- Goal of the exercise -
Rewrite the records from the line with "of the smiling" through the line with "(1212, 342)" as a two-column CSV headed text and answer, with one row per record and each value in a single quoted field whose line breaks become spaces. Leave the pictures out.

**** Material for this exercise ****

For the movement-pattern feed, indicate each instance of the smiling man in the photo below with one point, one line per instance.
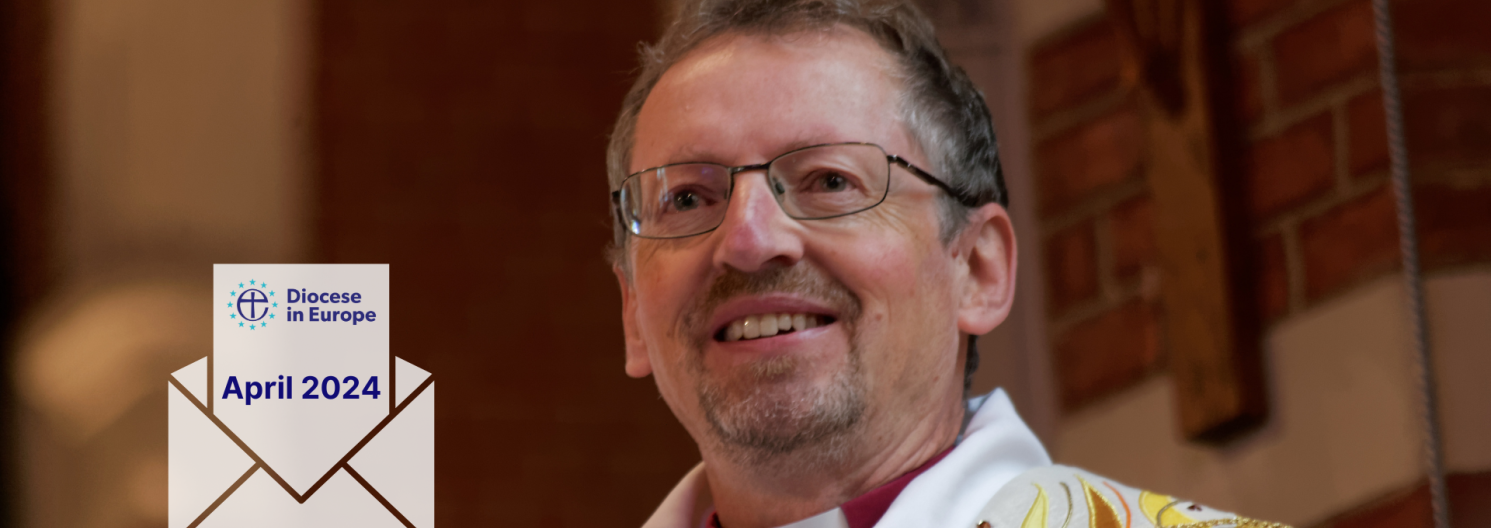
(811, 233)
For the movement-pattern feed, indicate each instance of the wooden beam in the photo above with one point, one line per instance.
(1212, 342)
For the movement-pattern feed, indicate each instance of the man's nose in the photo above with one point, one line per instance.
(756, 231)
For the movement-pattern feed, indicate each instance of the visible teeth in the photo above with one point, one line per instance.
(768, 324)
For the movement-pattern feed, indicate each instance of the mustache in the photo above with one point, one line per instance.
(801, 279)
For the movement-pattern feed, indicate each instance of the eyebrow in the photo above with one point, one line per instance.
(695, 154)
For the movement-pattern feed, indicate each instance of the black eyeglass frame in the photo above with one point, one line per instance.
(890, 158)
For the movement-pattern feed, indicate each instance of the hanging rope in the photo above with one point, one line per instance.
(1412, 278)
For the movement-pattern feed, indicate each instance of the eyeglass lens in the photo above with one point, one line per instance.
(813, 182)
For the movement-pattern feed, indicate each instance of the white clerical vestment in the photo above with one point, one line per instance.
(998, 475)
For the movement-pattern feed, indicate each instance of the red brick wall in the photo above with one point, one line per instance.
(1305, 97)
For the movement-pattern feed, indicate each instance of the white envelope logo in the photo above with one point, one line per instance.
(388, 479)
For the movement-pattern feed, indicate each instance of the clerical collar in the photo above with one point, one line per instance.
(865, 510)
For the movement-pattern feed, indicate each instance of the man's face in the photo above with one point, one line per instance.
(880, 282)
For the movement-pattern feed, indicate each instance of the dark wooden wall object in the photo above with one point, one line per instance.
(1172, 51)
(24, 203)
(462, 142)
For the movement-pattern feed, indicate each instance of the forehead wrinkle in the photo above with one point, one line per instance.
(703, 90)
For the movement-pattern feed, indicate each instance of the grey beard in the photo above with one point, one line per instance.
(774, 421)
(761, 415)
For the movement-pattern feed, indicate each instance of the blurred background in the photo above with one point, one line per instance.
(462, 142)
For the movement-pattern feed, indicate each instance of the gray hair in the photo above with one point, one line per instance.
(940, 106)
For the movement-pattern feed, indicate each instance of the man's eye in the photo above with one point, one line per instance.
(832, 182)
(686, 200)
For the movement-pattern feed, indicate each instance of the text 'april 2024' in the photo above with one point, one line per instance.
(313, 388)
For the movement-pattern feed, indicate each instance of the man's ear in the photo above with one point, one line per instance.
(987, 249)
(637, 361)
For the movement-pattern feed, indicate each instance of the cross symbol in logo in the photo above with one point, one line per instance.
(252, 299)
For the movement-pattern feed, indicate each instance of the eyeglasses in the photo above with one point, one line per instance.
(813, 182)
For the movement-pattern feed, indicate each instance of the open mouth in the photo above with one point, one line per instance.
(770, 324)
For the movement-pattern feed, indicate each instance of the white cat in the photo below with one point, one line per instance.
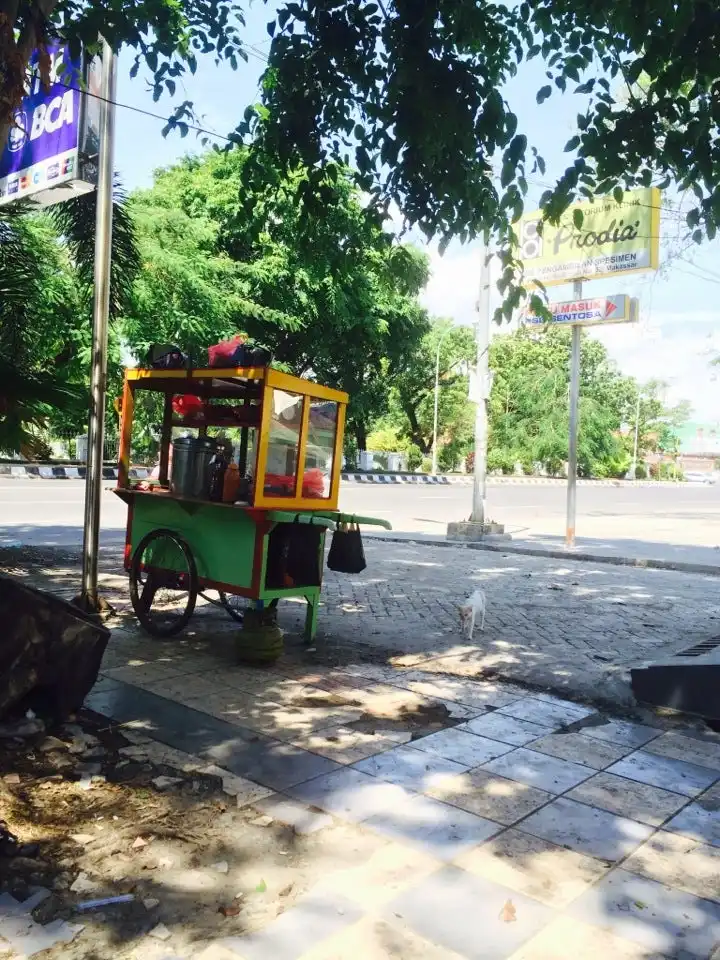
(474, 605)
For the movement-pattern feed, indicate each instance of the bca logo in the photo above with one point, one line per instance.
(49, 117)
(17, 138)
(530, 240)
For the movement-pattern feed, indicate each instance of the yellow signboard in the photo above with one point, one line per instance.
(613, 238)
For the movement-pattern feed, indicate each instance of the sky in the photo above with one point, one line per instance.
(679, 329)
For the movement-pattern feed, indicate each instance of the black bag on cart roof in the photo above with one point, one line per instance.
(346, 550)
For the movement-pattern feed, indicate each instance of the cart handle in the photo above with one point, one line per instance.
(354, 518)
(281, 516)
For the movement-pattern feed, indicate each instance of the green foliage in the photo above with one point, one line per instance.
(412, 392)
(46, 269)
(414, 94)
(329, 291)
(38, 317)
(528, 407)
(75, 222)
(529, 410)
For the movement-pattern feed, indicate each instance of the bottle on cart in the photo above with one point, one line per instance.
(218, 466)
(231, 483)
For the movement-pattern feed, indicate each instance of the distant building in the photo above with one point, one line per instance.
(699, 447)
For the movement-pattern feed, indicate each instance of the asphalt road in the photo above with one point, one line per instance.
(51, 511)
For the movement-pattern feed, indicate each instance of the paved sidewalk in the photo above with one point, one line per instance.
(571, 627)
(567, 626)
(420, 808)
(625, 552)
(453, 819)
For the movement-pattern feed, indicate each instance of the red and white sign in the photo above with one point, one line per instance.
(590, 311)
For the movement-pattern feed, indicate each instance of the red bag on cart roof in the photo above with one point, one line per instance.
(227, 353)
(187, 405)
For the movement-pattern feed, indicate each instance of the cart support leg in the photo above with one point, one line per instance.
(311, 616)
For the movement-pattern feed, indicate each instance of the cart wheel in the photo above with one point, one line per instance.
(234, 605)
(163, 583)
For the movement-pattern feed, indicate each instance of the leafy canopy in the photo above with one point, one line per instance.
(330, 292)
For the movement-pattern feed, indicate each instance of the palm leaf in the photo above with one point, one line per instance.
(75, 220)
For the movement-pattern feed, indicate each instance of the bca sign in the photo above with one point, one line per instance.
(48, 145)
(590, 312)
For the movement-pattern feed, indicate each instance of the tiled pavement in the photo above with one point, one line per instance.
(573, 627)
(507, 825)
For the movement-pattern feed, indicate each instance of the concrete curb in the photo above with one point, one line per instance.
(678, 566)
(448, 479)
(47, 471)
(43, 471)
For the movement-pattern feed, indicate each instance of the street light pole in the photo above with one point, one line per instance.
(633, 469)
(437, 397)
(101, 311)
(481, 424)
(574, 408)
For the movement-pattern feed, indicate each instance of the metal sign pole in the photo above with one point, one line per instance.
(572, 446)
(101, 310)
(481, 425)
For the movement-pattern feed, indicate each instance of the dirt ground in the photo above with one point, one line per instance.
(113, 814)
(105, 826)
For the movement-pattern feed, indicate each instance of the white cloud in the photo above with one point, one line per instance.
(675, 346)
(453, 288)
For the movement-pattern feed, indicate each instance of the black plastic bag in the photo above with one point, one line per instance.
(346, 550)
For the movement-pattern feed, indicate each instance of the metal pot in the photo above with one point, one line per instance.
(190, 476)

****
**** Material for this exercise ****

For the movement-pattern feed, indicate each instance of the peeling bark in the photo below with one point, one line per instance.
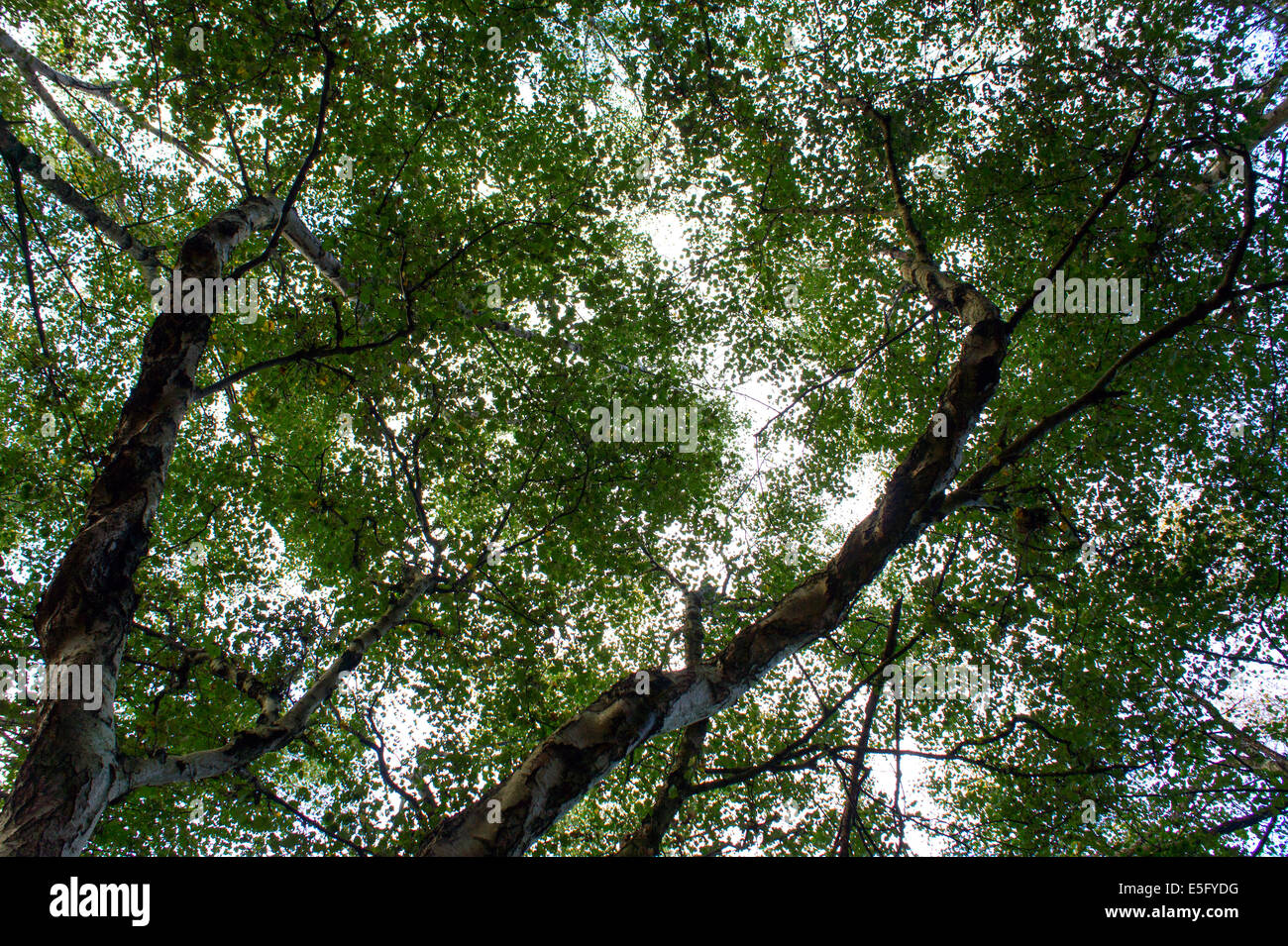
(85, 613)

****
**** Material for this exercise ****

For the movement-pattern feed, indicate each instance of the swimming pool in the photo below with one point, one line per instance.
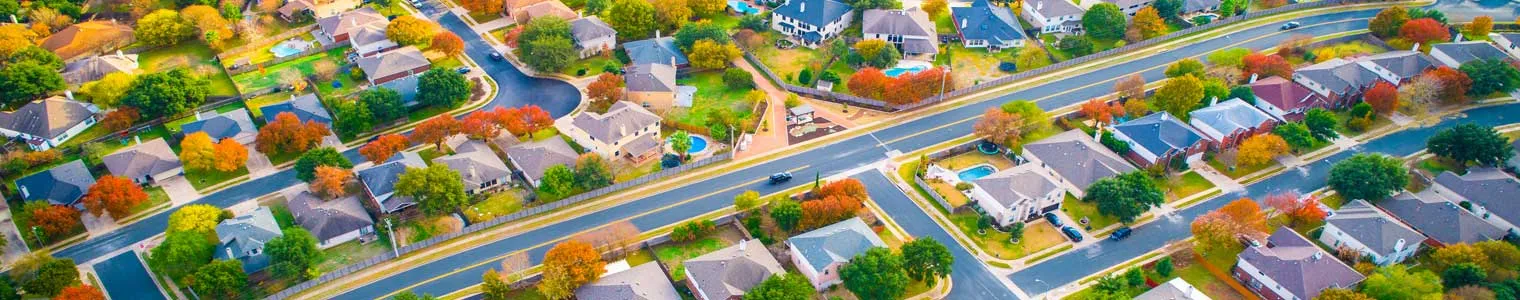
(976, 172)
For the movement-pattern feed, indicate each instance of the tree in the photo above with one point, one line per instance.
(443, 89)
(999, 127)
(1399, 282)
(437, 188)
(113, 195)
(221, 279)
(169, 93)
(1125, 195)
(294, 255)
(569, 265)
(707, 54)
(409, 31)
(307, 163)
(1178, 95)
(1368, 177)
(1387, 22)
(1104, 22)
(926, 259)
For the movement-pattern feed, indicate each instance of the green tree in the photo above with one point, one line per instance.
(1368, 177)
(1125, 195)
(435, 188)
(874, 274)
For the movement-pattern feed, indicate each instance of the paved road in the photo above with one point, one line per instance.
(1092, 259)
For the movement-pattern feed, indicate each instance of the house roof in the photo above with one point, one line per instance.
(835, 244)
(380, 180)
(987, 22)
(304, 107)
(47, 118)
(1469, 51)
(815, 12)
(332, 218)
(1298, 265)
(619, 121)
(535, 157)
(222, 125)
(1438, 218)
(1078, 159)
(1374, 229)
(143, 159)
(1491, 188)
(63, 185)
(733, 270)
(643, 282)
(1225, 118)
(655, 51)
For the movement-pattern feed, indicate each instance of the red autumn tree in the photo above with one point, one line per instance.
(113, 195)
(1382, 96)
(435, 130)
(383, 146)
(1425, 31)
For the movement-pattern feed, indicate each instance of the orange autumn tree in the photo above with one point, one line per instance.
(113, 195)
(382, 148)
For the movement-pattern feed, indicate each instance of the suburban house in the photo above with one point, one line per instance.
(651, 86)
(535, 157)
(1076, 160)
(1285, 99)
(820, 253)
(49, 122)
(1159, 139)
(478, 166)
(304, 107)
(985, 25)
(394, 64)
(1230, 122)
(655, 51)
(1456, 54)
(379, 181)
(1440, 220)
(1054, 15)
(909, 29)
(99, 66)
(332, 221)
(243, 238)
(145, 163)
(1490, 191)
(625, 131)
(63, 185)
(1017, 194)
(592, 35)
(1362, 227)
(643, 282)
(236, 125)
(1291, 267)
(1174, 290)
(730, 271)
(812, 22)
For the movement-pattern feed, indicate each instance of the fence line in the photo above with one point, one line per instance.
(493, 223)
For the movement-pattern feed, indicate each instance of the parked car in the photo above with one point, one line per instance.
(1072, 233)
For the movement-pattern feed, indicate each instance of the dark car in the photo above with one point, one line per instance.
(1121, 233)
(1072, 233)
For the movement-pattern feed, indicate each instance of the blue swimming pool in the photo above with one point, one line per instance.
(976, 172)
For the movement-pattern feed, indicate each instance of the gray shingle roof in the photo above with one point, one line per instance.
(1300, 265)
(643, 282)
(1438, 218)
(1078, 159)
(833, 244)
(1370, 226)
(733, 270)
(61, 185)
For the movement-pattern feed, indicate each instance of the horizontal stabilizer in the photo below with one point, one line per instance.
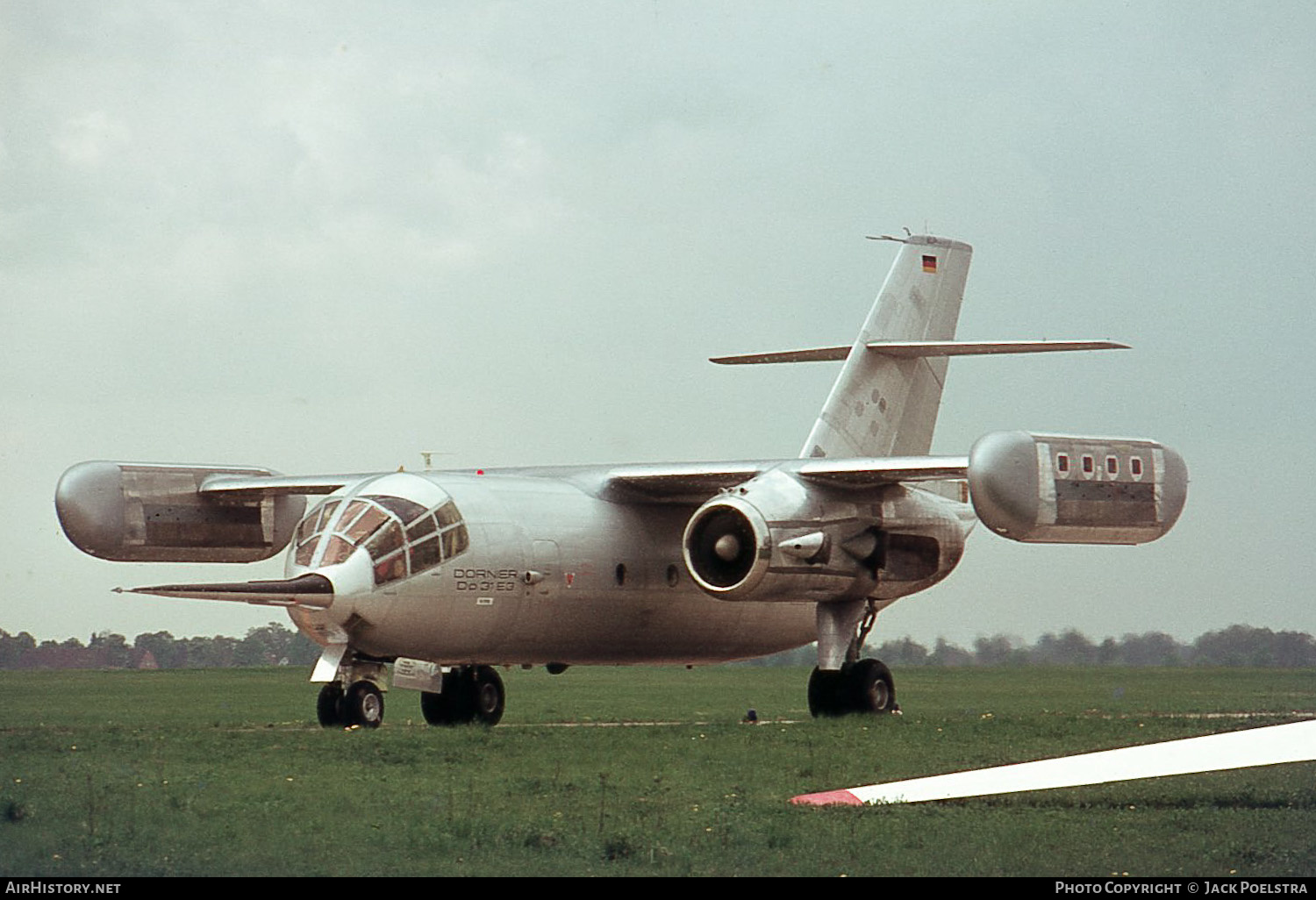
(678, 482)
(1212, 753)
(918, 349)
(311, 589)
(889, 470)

****

- Written solution -
text,answer
"For the movement-pattern feed, indicate each instance of the smiling man in the photo below with one point, one line per instance.","(811, 233)"
"For the movement-pattern feed, indicate each instance of the wooden beam in the photo above with one point, one line per instance.","(1212, 342)"